=== Excerpted text ===
One mans terrorist is another mans freedom fighter
I am from Belfast Ireland
We were never terrorists only terrorized by the English and forced to defend ourselves

But the Muslim terrorists brought the fight to America who were forced to respond
But u can't stay in another persons country and tell them what to do 
It dosent work

----------


## Mickthemick

> some are irish..


One mans terrorist is another mans freedom fighter
I am from Belfast Ireland
We were never terrorists only terrorized by the English and forced to defend ourselves

But the Muslim terrorists brought the fight to America who were forced to respond
But u can't stay in another persons country and tell them what to do 
It dosent work

----------


## wmaousley

> UAE is the prime example of fake prosperity and modernism, you are correct to say its not 5th century AD mentality, because its more like 5th century BC mentality!!! Dont be fooled by the high towers and malls man, these architectural marvels are all designed by foreign first world engineers/architects, and built by third world slaves from nepal/india who never get paid and get treated like animals at best, the construction of the UAE is the only modern proof that the pyramids could have been built by slave labour, because the UAE demonstrated that they can use tens of thousands of man labours from poor countries for FREE! and then send them home and say try to sue us from over there. Human rights dont exist at all there, Bars are open in clubs and hotels, yet if you get stopped driving with a slight hint of alcohol (even if you didnt violate a traffic law) you will get lashed like livestock, small drug posession will get you a death sentence making the american equivelent seem like a vacation. prostitution is everywhere in UAE and it is ALL human trafficking/sex slavery young girls kidnapped from war-torn iraq and poor villages in morrocco/ethiopia and former soviet states, all these girls have no rights, no choice, and they dont make a dime they get stacked like sardines in rooms to work themselves as sex slaves for life or until suicide and the royal families of UAE profit off them with zero running costs.

(Records for position identification)
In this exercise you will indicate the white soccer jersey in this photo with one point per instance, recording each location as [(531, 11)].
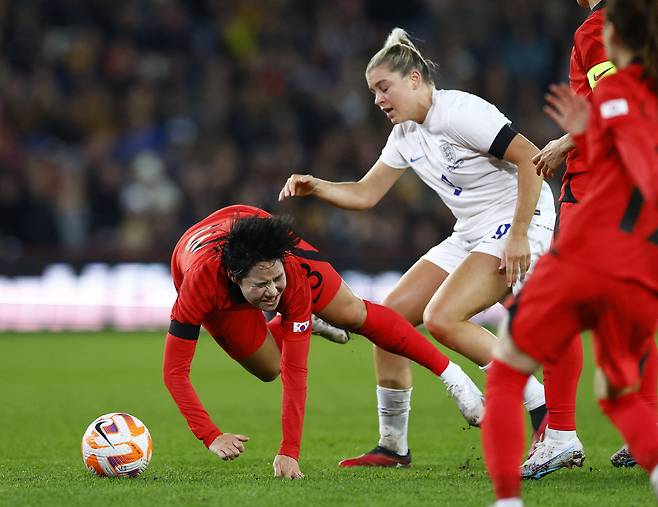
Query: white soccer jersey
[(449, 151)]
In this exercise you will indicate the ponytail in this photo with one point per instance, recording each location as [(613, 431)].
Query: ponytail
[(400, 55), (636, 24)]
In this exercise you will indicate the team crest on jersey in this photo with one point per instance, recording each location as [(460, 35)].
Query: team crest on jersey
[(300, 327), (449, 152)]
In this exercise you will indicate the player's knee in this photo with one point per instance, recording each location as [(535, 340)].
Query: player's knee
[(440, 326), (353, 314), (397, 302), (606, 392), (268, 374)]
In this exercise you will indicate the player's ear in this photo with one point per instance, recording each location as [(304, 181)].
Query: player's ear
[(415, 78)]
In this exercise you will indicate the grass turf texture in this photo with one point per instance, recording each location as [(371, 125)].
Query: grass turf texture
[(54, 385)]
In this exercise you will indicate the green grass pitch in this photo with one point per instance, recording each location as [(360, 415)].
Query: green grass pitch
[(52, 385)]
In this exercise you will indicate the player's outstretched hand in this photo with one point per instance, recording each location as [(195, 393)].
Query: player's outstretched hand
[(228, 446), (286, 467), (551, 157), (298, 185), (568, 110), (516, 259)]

=== To be done ===
Carry on the forum thread about terrorism and the UAE, picking up right after its final sentence.

=== Response to this exercise ===
> 
> Lets not forget the recent incident when one of the royal family of dubai decided to film his wonderful feat of torturing some poor guy and machine-gunning his legs and then running over him with a car for everyone to see on the net, yet he never saw a minute in court and never got condemned by any first world country, and the victim was never heard of. 
> 
> UAE people have some material wealth, but do u think its really the wonderful life to have a car and live in a big house? when you have zero human rights, zero right to your citizenship which can be revoked any second if you dare ask for better treatment or critisize government? no right to fair trial, your property can be taken by government at any time for zero compensation if it stands in the way of a new project, religious oppression forced down your throat while u see foreigners being able to enjoy full freedoms if they come from the first world. 
> 
> The UAE is a prime example of the beautiful golden exterior, that covers the raw sewage which is the oppressive low IQ rule in addition to religious extremist dirty feaces covered foot that steps on the citizen there, add to that warty schlong that takes away all basic human rights and force-pushes them down your throat where they will be swallowed and never seen again.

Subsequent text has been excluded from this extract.